*** Opening of Given data ***

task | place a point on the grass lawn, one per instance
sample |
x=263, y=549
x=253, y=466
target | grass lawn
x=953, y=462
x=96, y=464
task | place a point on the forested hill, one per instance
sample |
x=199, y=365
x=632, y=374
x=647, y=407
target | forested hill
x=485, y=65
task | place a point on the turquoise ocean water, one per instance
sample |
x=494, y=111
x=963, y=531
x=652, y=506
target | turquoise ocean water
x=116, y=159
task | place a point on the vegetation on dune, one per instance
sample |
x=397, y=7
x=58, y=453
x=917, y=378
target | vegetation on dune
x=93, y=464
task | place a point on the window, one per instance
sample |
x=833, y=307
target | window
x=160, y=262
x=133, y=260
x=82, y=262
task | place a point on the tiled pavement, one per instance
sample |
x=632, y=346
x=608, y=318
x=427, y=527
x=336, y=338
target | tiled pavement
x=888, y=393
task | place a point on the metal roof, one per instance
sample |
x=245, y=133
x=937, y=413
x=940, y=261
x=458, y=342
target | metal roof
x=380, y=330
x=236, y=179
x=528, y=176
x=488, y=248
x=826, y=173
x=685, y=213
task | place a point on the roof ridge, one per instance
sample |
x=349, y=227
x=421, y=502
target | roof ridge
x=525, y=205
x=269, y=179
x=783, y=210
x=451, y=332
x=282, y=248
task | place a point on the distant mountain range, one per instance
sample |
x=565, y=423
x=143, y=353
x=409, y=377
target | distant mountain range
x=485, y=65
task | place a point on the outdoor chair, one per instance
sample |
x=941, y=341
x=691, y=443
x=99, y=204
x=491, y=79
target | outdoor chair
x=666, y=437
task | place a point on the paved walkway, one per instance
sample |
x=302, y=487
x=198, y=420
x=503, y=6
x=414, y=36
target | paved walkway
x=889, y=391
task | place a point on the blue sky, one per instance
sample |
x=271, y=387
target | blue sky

*** Close of Given data ***

**Work to be completed**
A faithful, word-for-word transcription of the data above is required.

**Solution for this problem**
task | place a point on the grass lawn, one per instance
sample |
x=263, y=549
x=253, y=466
target | grass lawn
x=953, y=462
x=96, y=464
task | place a point on the forested hill, one per instance
sample |
x=199, y=365
x=632, y=374
x=647, y=407
target | forested hill
x=485, y=65
task | place a point on the turquoise ocean water, one per instance
sample |
x=494, y=111
x=963, y=531
x=652, y=506
target | turquoise ocean water
x=116, y=159
task | place a point on the vegetation on dune, one per instance
sample |
x=397, y=7
x=58, y=453
x=917, y=378
target | vegetation on dune
x=93, y=464
task | place a point on the window, one per instance
sample |
x=833, y=307
target | window
x=160, y=262
x=133, y=260
x=82, y=262
task | place a point on the tiled pavement, one per instance
sample |
x=632, y=346
x=608, y=318
x=427, y=527
x=336, y=338
target | tiled pavement
x=888, y=393
task | place a point on the metal roof, one per instance
sample |
x=245, y=133
x=937, y=413
x=940, y=261
x=458, y=342
target | metal roof
x=380, y=330
x=236, y=179
x=528, y=176
x=488, y=248
x=826, y=173
x=685, y=213
task | place a point on the roof ridge, one per instance
sample |
x=349, y=227
x=421, y=502
target | roof ridge
x=525, y=205
x=269, y=179
x=783, y=210
x=451, y=332
x=282, y=248
task | place a point on the distant mountain range, one per instance
sample |
x=565, y=423
x=143, y=353
x=409, y=377
target | distant mountain range
x=485, y=65
task | place a point on the outdoor chair, one per instance
sample |
x=941, y=341
x=691, y=443
x=99, y=204
x=491, y=79
target | outdoor chair
x=666, y=437
task | place a point on the paved walkway, one per instance
sample |
x=302, y=487
x=198, y=420
x=503, y=6
x=414, y=36
target | paved walkway
x=889, y=391
task | place a point on the blue sky, one per instance
sample |
x=271, y=387
target | blue sky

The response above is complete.